**Problem requirements**
In the data below, find the line containing "Target: green vegetation", then set down that line and every later line up to and including the line containing "Target: orange tiled roof", exactly.

◇ ◇ ◇ ◇

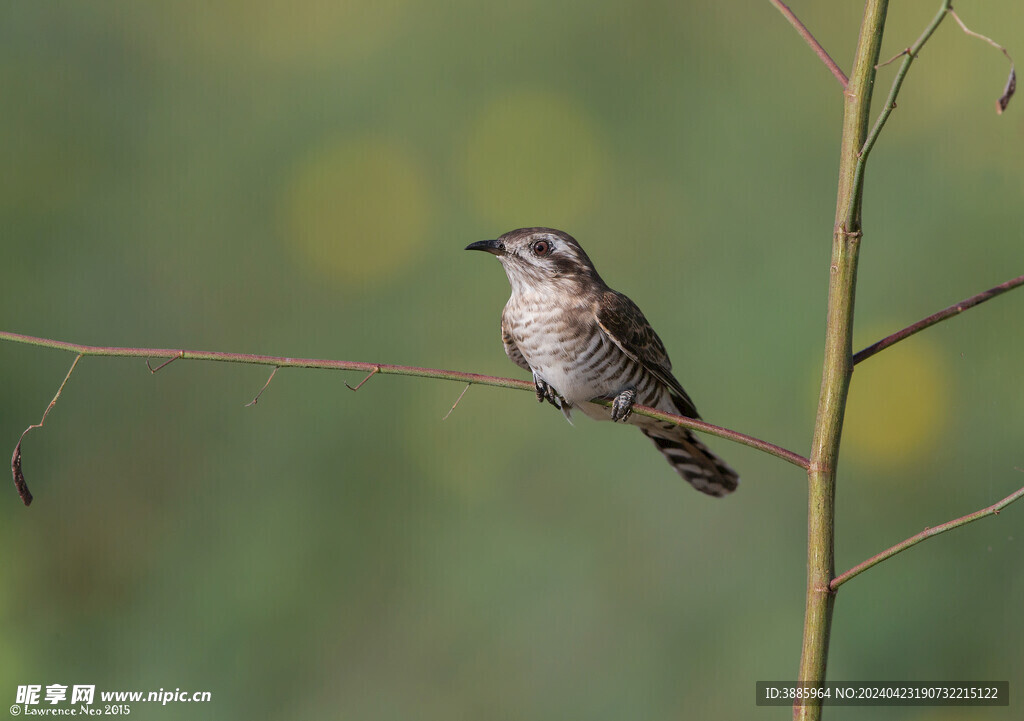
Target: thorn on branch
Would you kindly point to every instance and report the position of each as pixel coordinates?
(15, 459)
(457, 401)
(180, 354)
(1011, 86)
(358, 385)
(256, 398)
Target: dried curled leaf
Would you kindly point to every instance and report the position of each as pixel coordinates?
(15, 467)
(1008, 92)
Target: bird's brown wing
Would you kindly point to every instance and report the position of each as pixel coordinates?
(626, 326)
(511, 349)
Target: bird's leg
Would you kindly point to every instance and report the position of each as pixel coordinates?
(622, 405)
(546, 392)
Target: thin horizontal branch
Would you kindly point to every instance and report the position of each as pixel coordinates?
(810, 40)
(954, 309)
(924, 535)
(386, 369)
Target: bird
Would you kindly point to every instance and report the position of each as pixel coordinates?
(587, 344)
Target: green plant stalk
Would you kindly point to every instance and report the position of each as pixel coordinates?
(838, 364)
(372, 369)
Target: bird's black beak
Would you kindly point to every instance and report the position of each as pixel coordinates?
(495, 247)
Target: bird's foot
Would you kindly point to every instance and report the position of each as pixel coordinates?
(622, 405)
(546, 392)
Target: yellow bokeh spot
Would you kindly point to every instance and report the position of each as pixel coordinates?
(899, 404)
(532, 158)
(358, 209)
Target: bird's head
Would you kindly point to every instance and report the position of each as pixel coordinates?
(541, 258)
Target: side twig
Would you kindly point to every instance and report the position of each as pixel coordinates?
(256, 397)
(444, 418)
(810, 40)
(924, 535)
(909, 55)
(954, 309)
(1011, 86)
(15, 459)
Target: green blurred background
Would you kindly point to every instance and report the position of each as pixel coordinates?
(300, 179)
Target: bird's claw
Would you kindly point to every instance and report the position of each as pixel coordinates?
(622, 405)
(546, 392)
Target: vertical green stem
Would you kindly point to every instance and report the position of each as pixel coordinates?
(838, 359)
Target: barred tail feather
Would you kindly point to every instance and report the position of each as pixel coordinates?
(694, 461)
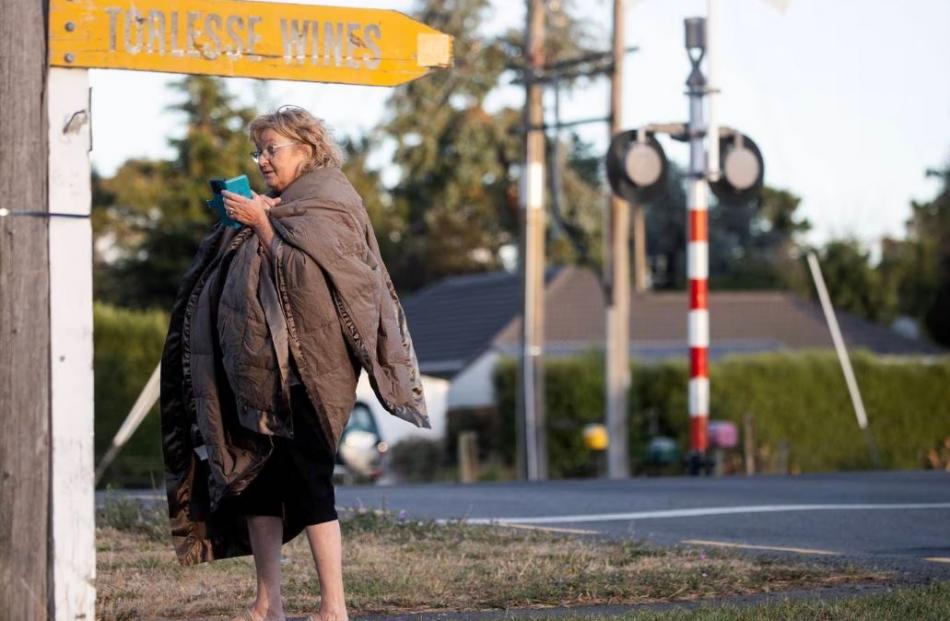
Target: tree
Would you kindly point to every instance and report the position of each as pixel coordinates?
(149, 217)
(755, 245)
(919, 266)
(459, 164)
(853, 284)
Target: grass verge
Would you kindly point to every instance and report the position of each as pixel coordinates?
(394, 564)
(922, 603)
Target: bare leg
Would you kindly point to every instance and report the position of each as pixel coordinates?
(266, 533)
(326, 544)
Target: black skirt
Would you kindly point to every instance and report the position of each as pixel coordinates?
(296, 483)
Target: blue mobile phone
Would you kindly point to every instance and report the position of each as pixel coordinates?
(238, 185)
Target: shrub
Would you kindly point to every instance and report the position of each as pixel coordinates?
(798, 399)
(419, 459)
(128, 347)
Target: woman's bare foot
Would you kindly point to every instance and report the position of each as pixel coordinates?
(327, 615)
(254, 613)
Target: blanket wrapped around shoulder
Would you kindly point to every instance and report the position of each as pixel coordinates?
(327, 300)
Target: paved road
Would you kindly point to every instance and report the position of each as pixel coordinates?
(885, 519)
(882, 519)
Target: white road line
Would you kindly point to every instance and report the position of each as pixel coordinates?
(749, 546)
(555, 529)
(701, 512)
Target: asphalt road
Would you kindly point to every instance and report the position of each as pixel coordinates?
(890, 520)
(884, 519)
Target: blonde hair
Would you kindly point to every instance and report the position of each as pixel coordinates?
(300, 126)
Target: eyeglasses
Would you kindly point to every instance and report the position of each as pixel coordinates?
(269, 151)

◇ ◇ ◇ ◇

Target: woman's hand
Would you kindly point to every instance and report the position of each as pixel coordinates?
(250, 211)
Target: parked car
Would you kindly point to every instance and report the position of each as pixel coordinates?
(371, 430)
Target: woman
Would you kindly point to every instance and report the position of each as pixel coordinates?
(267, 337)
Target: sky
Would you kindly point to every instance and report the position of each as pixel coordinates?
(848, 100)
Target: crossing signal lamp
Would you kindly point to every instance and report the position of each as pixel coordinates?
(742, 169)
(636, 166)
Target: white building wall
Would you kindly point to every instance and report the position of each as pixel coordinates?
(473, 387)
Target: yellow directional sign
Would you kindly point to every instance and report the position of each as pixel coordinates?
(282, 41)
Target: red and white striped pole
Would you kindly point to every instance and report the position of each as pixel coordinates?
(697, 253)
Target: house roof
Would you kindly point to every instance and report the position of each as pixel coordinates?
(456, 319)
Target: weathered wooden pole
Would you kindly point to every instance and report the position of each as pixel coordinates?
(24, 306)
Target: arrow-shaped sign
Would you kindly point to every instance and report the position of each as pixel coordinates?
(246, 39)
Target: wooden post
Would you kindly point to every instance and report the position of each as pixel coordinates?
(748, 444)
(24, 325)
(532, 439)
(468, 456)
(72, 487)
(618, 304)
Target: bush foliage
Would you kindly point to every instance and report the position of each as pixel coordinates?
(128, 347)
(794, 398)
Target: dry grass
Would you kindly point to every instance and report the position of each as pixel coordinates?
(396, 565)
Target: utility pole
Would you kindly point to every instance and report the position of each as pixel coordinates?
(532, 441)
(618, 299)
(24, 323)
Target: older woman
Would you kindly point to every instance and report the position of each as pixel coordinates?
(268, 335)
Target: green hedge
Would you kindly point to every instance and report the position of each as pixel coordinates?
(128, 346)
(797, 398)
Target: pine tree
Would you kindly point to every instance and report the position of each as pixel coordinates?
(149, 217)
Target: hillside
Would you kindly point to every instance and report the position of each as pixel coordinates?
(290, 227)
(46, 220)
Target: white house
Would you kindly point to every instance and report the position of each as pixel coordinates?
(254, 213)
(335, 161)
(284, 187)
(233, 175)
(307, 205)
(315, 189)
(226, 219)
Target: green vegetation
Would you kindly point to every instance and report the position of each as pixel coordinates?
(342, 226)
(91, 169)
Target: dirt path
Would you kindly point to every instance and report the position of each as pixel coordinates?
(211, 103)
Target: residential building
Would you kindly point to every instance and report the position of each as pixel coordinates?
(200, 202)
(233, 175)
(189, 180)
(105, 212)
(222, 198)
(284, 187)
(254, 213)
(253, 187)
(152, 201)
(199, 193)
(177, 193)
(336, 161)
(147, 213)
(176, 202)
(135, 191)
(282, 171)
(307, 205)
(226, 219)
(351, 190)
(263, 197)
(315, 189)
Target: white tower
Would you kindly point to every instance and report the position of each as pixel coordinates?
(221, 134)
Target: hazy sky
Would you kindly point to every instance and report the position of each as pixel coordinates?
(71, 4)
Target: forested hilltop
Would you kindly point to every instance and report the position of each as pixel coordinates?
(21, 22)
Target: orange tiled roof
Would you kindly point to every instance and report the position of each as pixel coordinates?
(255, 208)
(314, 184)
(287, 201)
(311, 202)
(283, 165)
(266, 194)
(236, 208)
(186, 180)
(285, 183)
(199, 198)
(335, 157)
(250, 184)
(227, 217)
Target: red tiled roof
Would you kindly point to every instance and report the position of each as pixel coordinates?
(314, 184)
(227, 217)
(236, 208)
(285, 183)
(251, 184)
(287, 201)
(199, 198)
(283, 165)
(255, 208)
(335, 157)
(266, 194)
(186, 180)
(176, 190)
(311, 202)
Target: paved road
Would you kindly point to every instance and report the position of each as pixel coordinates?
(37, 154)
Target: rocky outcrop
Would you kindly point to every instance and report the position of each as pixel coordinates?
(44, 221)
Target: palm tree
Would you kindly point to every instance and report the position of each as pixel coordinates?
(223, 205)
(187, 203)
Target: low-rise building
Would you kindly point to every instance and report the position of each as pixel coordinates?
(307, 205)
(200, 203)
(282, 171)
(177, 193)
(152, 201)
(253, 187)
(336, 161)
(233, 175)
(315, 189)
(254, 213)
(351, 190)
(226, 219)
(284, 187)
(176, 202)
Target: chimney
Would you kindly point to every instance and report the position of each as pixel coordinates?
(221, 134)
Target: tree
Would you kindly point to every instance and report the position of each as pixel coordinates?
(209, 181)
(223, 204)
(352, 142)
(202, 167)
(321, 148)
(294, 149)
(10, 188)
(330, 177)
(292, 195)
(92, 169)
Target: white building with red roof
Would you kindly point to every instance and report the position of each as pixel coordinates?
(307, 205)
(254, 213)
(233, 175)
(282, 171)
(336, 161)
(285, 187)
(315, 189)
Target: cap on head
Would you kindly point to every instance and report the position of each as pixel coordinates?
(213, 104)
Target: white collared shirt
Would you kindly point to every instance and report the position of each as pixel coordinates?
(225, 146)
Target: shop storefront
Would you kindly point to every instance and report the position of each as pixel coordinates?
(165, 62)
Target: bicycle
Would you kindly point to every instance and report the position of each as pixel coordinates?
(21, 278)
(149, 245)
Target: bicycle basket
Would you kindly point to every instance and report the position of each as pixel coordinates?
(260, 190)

◇ ◇ ◇ ◇

**Answer box**
Target: green vegetation
Would you kindly point to every instance and report the position of each as pixel coordinates?
(342, 226)
(91, 169)
Target: dirt path
Would you kindly point to every instance and report the position of each as pixel coordinates?
(211, 103)
Target: residential building
Would you kindly point to every instance and report the position of each as pixel coordinates?
(200, 202)
(233, 175)
(189, 180)
(105, 212)
(222, 198)
(284, 187)
(254, 213)
(253, 187)
(152, 201)
(199, 193)
(177, 193)
(336, 161)
(147, 213)
(176, 202)
(135, 191)
(282, 171)
(307, 205)
(226, 219)
(351, 190)
(263, 197)
(315, 189)
Target: white tower
Would you kindly point to every instance and report the position of each as pixel coordinates?
(221, 134)
Target: hazy sky
Would you kindly point to every instance and report the position of each as pixel coordinates?
(71, 4)
Target: forested hilltop
Would you kindly point to every instance and report the position of each as pixel coordinates?
(21, 22)
Target: orange tiled roof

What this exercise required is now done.